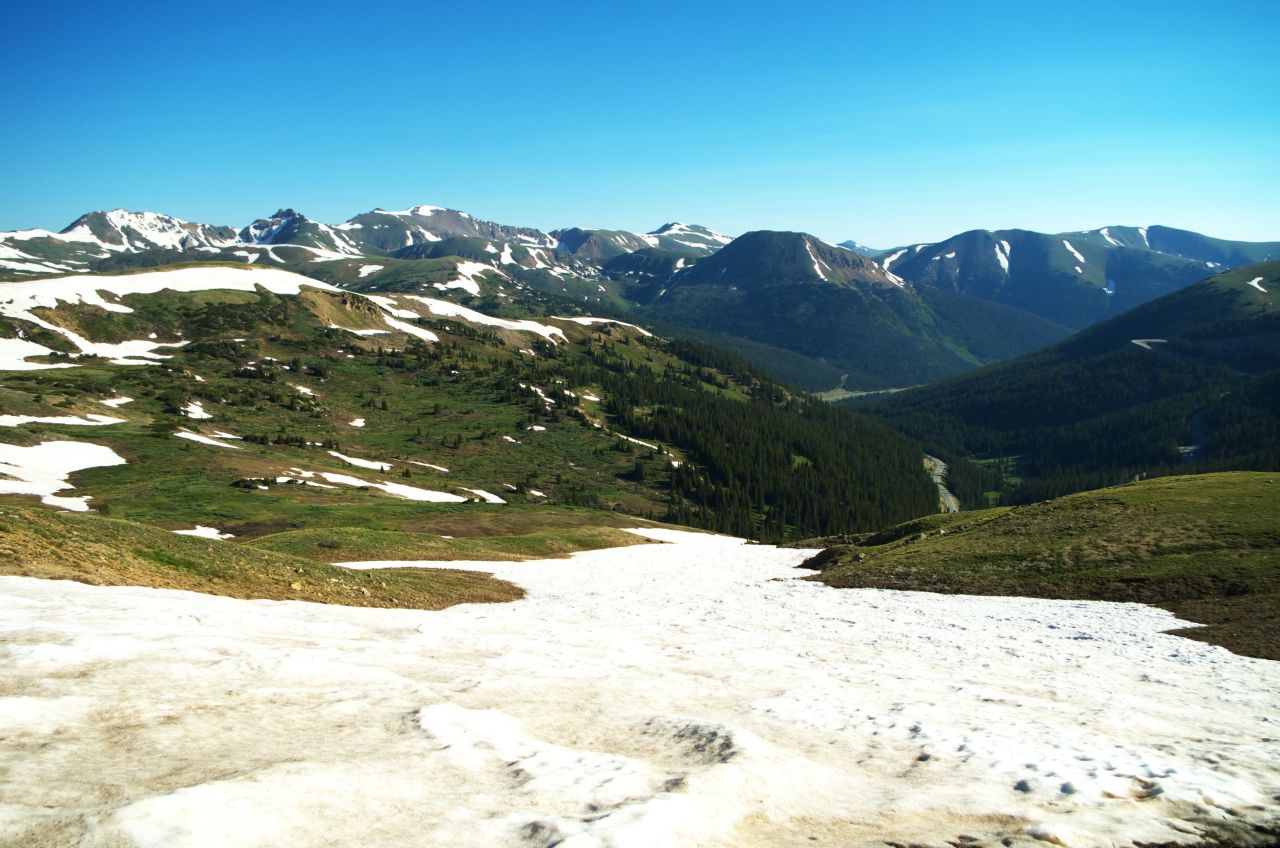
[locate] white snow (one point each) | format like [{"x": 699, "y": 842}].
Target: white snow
[
  {"x": 488, "y": 497},
  {"x": 18, "y": 299},
  {"x": 659, "y": 694},
  {"x": 447, "y": 309},
  {"x": 467, "y": 277},
  {"x": 204, "y": 440},
  {"x": 92, "y": 419},
  {"x": 1074, "y": 252},
  {"x": 196, "y": 410},
  {"x": 360, "y": 332},
  {"x": 42, "y": 469},
  {"x": 892, "y": 258},
  {"x": 412, "y": 329},
  {"x": 206, "y": 533},
  {"x": 360, "y": 463},
  {"x": 813, "y": 258},
  {"x": 1002, "y": 255},
  {"x": 586, "y": 320},
  {"x": 14, "y": 352}
]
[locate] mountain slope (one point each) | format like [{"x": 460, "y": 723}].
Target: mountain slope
[
  {"x": 1202, "y": 546},
  {"x": 840, "y": 309},
  {"x": 384, "y": 231},
  {"x": 270, "y": 401},
  {"x": 1187, "y": 382},
  {"x": 1073, "y": 278}
]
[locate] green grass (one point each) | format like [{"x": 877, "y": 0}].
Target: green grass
[
  {"x": 348, "y": 543},
  {"x": 1206, "y": 547},
  {"x": 88, "y": 548}
]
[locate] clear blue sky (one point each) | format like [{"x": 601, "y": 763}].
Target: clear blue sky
[{"x": 882, "y": 122}]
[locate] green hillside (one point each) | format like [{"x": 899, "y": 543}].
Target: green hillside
[
  {"x": 558, "y": 416},
  {"x": 1207, "y": 547},
  {"x": 840, "y": 311},
  {"x": 1189, "y": 382}
]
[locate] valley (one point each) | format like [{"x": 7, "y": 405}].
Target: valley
[{"x": 496, "y": 545}]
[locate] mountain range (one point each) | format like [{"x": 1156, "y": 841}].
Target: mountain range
[
  {"x": 821, "y": 315},
  {"x": 1188, "y": 382}
]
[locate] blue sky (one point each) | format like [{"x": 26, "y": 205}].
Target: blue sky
[{"x": 887, "y": 122}]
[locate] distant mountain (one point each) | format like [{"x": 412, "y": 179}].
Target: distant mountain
[
  {"x": 383, "y": 231},
  {"x": 1073, "y": 278},
  {"x": 696, "y": 237},
  {"x": 1189, "y": 382},
  {"x": 288, "y": 227},
  {"x": 600, "y": 244},
  {"x": 100, "y": 235},
  {"x": 689, "y": 240},
  {"x": 795, "y": 292},
  {"x": 287, "y": 404},
  {"x": 860, "y": 249}
]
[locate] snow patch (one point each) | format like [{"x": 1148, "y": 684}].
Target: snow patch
[
  {"x": 359, "y": 463},
  {"x": 657, "y": 694},
  {"x": 44, "y": 469},
  {"x": 204, "y": 440},
  {"x": 92, "y": 419},
  {"x": 206, "y": 533},
  {"x": 195, "y": 410},
  {"x": 1074, "y": 252},
  {"x": 488, "y": 497},
  {"x": 588, "y": 322}
]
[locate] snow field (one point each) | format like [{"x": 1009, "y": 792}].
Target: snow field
[
  {"x": 681, "y": 694},
  {"x": 44, "y": 469}
]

★ ★ ★ ★ ★

◆ Task to complete: In the data above, find each line that has the word "format" and copy it out.

◆ Task result:
[locate] white snow (one point each) | format like [{"x": 699, "y": 842}].
[locate] mountain slope (one point each) | format like [{"x": 460, "y": 723}].
[locate] green grass (one point each) | format like [{"x": 877, "y": 0}].
[locate] clear blue sky (one point each) | format like [{"x": 601, "y": 763}].
[locate] green hillside (one point each) | format like [{"x": 899, "y": 543}].
[locate] valley (one point each) | format like [{"x": 7, "y": 405}].
[locate] mountain range (one point each) | format like [{"x": 1156, "y": 841}].
[locate] blue sky (one point each) | format like [{"x": 26, "y": 205}].
[locate] distant mountain (one point each) | format like [{"x": 412, "y": 179}].
[locate] snow patch (one point each) | format like [{"x": 1148, "y": 684}].
[locate] snow field (one point each) | format like [{"x": 1009, "y": 792}].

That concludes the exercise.